[Records contained in a dataset]
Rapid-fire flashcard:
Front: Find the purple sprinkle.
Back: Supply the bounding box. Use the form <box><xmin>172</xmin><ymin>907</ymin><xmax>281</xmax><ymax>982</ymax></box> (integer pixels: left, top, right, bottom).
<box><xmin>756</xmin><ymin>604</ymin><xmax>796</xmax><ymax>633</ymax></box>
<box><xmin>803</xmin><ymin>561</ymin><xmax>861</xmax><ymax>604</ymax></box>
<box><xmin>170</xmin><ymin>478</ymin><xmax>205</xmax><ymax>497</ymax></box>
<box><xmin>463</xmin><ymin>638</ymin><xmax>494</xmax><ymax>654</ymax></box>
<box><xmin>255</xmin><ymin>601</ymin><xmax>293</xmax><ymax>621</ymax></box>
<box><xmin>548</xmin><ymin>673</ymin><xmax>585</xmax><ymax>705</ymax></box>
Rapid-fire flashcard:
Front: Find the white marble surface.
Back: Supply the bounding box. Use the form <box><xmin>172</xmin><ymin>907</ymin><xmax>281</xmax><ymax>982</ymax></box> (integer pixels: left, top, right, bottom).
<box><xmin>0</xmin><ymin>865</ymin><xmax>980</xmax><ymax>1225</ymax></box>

* * *

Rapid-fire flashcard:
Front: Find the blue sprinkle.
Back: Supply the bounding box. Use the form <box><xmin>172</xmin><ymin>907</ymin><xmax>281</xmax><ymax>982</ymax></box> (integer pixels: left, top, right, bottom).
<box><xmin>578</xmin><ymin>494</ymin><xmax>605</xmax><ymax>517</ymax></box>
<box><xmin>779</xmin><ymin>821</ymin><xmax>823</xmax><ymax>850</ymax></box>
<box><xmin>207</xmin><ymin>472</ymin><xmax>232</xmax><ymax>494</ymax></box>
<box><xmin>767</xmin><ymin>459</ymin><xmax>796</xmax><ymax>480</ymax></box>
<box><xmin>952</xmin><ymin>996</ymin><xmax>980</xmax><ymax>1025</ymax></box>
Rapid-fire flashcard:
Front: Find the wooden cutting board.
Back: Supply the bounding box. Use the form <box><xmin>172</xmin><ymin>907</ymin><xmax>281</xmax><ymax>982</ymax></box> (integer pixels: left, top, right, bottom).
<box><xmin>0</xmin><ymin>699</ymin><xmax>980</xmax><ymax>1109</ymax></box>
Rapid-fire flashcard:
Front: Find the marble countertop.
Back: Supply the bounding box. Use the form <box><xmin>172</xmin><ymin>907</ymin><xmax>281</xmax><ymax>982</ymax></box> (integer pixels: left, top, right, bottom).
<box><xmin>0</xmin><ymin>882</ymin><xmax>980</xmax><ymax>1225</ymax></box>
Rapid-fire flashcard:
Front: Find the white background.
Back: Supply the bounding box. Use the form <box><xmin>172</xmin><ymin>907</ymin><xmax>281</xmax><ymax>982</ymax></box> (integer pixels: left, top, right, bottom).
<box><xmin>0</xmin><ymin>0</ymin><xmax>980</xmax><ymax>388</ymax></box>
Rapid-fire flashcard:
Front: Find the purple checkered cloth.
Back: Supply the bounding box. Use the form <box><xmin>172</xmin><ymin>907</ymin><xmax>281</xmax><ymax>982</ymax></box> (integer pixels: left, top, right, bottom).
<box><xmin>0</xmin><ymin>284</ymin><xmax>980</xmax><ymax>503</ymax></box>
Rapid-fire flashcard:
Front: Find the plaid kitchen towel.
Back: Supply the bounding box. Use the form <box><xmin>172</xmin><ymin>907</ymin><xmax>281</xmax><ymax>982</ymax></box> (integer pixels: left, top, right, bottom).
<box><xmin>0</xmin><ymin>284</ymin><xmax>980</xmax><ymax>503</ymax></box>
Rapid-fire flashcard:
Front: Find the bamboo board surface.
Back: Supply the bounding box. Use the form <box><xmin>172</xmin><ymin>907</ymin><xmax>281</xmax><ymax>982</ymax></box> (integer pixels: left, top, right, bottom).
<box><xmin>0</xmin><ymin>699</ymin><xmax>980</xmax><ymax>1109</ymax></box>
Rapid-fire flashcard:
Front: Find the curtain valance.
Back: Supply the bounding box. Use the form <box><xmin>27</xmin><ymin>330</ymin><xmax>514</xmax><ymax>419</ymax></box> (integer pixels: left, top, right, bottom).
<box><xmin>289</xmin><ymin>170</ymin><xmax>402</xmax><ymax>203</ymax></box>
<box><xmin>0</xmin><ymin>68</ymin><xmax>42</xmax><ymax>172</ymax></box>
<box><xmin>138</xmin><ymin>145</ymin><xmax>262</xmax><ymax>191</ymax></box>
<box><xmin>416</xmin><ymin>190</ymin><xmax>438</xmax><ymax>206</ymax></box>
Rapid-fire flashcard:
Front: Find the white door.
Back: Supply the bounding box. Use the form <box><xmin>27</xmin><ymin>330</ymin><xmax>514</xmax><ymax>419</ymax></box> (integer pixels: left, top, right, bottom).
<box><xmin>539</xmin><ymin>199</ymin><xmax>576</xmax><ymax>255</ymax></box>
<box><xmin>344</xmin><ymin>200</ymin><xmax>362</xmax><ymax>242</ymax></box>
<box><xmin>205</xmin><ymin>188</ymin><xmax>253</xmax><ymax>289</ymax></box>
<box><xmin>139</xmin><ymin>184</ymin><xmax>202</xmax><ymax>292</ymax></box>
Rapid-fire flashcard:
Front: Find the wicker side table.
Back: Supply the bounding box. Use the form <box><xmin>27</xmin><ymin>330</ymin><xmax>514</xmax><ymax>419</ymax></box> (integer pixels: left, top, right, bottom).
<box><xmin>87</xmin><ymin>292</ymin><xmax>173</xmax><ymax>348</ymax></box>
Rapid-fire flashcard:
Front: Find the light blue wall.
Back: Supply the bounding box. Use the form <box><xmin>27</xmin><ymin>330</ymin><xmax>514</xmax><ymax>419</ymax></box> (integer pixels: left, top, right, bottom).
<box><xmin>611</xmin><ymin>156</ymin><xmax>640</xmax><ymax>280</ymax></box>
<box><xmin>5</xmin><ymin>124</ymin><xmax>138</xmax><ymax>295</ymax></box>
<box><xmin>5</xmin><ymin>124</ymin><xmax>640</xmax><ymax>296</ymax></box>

* * *

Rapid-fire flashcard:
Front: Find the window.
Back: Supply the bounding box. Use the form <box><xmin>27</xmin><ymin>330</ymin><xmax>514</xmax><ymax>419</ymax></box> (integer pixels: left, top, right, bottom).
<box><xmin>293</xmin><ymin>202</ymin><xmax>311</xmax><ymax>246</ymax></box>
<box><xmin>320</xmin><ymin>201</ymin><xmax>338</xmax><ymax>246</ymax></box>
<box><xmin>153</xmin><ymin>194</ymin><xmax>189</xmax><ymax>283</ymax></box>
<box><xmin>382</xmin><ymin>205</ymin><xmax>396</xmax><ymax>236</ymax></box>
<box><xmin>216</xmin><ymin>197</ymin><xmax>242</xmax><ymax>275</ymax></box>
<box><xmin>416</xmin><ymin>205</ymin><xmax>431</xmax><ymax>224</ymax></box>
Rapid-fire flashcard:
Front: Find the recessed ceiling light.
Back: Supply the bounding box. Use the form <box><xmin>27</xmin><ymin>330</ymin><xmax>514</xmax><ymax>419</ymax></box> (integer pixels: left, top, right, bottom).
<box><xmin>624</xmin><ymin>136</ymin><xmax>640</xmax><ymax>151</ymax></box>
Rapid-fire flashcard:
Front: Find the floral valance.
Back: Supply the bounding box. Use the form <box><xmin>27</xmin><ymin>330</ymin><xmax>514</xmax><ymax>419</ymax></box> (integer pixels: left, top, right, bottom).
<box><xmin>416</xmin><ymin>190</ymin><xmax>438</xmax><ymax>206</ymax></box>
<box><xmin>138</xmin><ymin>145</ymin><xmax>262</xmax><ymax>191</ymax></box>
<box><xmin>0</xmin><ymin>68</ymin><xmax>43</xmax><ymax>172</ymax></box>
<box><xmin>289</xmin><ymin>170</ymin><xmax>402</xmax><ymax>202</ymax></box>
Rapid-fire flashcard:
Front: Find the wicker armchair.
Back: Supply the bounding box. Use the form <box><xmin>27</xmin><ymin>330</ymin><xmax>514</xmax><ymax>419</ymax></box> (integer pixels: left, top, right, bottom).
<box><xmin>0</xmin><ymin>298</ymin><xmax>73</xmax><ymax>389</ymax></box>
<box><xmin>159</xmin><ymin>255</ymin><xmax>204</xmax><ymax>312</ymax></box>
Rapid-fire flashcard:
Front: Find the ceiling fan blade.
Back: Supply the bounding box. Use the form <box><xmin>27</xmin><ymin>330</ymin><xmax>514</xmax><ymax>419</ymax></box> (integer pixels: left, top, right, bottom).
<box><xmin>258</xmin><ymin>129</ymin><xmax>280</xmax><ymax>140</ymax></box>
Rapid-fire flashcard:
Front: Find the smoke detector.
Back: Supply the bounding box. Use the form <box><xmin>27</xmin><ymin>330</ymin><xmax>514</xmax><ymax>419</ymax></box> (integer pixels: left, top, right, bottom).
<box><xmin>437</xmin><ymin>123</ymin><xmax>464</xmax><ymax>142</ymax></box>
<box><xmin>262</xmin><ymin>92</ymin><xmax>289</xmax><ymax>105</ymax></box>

» **What to work on**: Return every line in the rows above that contains the string "board".

» **Output of the exercise**:
Front: Find the wooden cutting board.
Front: Find the bamboo board surface.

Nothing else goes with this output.